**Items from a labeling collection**
◆ ◆ ◆

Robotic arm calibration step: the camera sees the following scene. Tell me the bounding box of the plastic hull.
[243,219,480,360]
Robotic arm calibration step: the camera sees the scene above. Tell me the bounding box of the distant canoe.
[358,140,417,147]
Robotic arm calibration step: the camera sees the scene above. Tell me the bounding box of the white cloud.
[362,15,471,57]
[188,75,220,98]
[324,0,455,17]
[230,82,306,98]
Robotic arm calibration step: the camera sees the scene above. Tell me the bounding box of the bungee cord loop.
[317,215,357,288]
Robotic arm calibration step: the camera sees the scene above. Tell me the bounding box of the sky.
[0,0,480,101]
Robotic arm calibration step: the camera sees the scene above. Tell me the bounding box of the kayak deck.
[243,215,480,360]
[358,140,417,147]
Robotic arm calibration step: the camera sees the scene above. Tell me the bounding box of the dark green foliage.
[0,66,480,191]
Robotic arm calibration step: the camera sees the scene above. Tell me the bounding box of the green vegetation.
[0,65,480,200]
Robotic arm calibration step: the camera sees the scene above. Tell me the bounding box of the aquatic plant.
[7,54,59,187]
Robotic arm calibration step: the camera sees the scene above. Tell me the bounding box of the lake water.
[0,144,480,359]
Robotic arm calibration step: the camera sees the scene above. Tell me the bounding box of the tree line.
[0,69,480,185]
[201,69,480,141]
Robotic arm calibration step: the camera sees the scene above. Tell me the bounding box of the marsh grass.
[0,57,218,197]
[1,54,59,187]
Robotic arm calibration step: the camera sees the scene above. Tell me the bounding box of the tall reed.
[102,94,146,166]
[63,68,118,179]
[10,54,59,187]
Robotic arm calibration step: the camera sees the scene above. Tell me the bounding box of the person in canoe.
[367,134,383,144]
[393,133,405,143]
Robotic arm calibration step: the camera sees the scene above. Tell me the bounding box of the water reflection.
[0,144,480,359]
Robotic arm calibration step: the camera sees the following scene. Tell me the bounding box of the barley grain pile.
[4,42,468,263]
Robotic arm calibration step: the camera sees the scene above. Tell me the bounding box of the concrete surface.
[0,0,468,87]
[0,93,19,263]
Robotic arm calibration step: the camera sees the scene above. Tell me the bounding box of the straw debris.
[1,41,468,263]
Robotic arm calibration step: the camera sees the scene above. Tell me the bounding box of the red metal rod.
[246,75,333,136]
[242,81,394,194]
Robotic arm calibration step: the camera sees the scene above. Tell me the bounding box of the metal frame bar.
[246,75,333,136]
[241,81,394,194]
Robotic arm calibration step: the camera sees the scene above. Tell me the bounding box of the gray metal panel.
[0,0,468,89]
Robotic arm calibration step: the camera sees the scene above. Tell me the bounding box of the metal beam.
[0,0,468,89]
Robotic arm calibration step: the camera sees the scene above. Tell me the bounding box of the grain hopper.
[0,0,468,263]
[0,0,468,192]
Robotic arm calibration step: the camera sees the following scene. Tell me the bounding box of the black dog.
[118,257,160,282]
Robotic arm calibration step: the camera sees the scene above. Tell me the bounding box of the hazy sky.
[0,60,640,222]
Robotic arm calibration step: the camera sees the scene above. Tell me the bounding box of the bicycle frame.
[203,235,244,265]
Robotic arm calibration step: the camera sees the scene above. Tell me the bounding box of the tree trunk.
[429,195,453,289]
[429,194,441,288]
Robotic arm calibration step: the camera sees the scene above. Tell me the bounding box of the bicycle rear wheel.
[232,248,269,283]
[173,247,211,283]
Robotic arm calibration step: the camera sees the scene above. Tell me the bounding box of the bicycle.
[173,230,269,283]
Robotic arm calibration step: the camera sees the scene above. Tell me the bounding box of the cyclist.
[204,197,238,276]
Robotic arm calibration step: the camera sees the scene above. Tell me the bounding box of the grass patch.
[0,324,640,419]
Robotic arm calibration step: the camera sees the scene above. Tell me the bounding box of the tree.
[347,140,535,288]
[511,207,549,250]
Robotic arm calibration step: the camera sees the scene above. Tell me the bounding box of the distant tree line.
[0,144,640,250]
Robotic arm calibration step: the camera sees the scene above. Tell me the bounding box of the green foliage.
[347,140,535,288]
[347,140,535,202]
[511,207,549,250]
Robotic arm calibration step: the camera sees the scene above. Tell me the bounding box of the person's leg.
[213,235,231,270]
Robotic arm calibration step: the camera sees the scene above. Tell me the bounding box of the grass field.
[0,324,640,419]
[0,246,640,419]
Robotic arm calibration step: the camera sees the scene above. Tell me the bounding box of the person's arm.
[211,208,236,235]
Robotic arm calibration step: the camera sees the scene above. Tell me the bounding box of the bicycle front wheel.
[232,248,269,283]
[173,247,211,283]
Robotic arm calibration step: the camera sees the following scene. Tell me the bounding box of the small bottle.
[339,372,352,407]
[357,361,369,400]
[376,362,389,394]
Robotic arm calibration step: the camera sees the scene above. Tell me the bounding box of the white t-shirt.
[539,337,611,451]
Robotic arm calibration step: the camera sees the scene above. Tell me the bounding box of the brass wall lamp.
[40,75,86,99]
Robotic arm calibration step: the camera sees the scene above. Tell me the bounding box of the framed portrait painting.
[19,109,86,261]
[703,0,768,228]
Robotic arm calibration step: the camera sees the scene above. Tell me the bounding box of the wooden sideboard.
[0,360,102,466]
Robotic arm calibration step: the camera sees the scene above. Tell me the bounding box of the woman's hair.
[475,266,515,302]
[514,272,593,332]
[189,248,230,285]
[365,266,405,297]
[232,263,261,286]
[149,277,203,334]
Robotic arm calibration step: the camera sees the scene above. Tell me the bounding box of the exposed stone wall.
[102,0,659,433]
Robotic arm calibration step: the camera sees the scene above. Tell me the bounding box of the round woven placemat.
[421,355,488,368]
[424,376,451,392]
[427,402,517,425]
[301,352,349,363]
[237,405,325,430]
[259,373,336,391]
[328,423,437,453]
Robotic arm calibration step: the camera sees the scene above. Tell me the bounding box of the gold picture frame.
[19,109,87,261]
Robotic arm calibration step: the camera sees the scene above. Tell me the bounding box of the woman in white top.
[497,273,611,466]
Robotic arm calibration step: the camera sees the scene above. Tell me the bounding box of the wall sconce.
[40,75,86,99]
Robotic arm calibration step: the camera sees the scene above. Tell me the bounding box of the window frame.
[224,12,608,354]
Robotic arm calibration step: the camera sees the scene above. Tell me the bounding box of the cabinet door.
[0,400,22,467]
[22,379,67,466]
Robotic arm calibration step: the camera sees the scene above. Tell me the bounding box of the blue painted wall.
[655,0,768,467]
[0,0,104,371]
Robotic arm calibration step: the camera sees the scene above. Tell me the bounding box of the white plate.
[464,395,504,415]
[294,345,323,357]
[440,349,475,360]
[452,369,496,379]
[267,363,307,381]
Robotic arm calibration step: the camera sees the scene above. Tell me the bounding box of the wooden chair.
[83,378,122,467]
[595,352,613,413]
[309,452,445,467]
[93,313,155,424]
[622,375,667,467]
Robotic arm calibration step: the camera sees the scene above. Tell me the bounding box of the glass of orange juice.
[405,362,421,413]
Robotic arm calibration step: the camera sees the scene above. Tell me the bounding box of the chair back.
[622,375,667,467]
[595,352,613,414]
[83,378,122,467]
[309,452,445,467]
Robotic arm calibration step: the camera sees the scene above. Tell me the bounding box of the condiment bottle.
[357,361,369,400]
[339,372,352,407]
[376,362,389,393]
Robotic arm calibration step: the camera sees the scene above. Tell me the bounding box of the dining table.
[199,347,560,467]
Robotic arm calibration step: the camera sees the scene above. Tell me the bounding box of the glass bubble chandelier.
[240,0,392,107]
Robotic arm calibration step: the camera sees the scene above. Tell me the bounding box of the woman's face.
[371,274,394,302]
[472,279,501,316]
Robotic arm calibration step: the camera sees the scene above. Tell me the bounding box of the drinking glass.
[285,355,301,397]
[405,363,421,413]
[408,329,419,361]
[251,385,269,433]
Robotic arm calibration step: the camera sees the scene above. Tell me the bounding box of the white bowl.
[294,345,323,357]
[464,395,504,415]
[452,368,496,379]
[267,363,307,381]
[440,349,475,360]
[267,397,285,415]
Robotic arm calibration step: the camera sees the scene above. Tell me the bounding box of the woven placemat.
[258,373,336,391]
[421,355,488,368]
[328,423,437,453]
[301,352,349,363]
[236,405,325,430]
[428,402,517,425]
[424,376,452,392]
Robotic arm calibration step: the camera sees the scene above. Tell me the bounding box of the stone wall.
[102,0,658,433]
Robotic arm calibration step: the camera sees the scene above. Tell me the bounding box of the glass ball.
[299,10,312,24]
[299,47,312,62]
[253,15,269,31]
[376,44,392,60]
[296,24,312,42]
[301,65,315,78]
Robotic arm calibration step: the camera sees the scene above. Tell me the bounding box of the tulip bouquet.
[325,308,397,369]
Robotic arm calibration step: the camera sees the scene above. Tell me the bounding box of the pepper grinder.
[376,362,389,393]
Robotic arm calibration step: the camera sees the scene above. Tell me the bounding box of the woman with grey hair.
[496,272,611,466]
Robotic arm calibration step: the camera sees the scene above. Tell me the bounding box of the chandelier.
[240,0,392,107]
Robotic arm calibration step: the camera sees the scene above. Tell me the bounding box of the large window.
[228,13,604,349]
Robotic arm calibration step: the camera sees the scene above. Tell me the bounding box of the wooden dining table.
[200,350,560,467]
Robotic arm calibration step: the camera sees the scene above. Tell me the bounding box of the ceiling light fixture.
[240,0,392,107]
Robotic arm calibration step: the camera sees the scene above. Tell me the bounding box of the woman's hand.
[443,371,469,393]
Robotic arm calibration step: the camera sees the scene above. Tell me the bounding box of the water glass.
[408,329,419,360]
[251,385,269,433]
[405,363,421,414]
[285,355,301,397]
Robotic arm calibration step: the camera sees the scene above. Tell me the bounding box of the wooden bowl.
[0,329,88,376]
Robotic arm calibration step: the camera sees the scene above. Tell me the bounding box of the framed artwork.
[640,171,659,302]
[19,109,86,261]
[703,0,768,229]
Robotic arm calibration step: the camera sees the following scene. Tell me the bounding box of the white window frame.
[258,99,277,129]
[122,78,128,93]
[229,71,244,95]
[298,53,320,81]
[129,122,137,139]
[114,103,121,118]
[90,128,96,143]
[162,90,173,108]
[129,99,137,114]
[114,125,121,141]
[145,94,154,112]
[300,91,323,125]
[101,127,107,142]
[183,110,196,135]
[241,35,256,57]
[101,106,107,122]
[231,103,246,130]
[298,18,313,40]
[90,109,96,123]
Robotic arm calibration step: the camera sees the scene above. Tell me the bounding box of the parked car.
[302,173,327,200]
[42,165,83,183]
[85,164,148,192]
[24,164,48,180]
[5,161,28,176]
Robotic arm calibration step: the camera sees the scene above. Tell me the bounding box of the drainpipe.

◆ ◆ ◆

**Task requirements**
Output everything from the line containing "the white plate." down to the line containing "[405,362,421,413]" as a CSV with the columns text and box. Give one CSV line for each text with all of its boxes, put each field in quotes, and replace line breaks with spaces.

**Worked solution**
text,box
"Robotic arm calibration step: the camera sees the scene above. Tell me the bounding box of the white plate.","[464,395,504,415] [294,345,323,357] [440,349,475,360] [452,369,496,379] [267,363,307,381]"
"Robotic arm calibration step: the camera sees the scene above. Tell me the bounding box of the wooden chair.","[83,378,122,467] [595,352,613,413] [309,452,445,467] [93,313,155,424] [622,375,667,467]"
"Robotic arm calibration step: the camera sees the scene above. Tell me the bounding box of the glass of orange juice.","[405,362,421,413]"